━━━━━ Selected excerpt ━━━━━
Bottom discharge using hopper wagons or the bottom doors on standard wagons was a feature of railways in the North East, much less common elsewhere although sometimes seen in industrial areas. Bottom discharge requires either an excavated `drop' or a raised section of track run over a set of bunkers into which the wagon discharges. They are often found where the track was conveniently elevated, running along the side of a hill or leading out to cross a river valley. Where there was no suitable natural depression it the North Eastern Railway built ramps leading up to a raised section of track above a row of bunkers. The ramps were commonly earth banks and the clearance under the timbers supporting the track might be as little as six feet. Earth banks take up quite a lot of room so it might be better to make up a timber framed structure as shown in the drawing.

Fig ___ Coal drops

Hopper discharge is easy and economical but coal drops are expensive to build so under Beeching BR instituted a system based on a small number (only 292 nation wide) of specially built `House Coal Concentration Depots'. These were built from about 1965 and all were completed by about 1970.
━━━━━
Short problem 1
Rewrite the passage on coal drops, starting at "Fig ___ Coal" and ending at "by about 1970.", swapping "expensive" for "costly".
Short problem 2
From the entries, pick out each line that contains the string "shelf", matching its case exactly.
━━━━━ Records shown ━━━━━
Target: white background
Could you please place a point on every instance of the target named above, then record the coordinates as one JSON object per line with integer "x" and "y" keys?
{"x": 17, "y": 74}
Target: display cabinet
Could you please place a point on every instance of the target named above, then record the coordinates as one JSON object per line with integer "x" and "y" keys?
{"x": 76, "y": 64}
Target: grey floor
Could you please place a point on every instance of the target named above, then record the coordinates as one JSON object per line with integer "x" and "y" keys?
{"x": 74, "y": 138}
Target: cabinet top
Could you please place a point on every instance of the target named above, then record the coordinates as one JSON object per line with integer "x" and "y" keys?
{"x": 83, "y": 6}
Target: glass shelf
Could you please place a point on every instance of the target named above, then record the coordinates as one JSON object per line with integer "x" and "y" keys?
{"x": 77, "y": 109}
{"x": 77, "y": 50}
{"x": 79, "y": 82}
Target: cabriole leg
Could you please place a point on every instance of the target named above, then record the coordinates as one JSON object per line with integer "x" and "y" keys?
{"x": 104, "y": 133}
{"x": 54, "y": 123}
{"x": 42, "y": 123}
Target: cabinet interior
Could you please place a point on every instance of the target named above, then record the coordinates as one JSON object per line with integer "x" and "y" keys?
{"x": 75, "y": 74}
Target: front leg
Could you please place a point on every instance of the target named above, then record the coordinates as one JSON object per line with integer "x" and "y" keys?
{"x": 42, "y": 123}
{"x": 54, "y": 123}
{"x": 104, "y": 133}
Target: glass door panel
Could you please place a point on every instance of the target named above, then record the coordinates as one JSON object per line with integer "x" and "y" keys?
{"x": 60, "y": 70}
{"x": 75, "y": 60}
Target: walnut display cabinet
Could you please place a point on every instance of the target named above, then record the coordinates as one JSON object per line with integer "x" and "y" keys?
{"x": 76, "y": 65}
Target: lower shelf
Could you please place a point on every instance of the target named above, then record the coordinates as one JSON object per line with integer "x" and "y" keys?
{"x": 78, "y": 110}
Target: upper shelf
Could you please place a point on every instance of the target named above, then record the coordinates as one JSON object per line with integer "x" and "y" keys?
━━━━━
Task answer 1
Fig ___ Coal drops

Hopper discharge is easy and economical but coal drops are costly to build so under Beeching BR instituted a system based on a small number (only 292 nation wide) of specially built `House Coal Concentration Depots'. These were built from about 1965 and all were completed by about 1970.

Task answer 2
Target: glass shelf
Target: lower shelf
Target: upper shelf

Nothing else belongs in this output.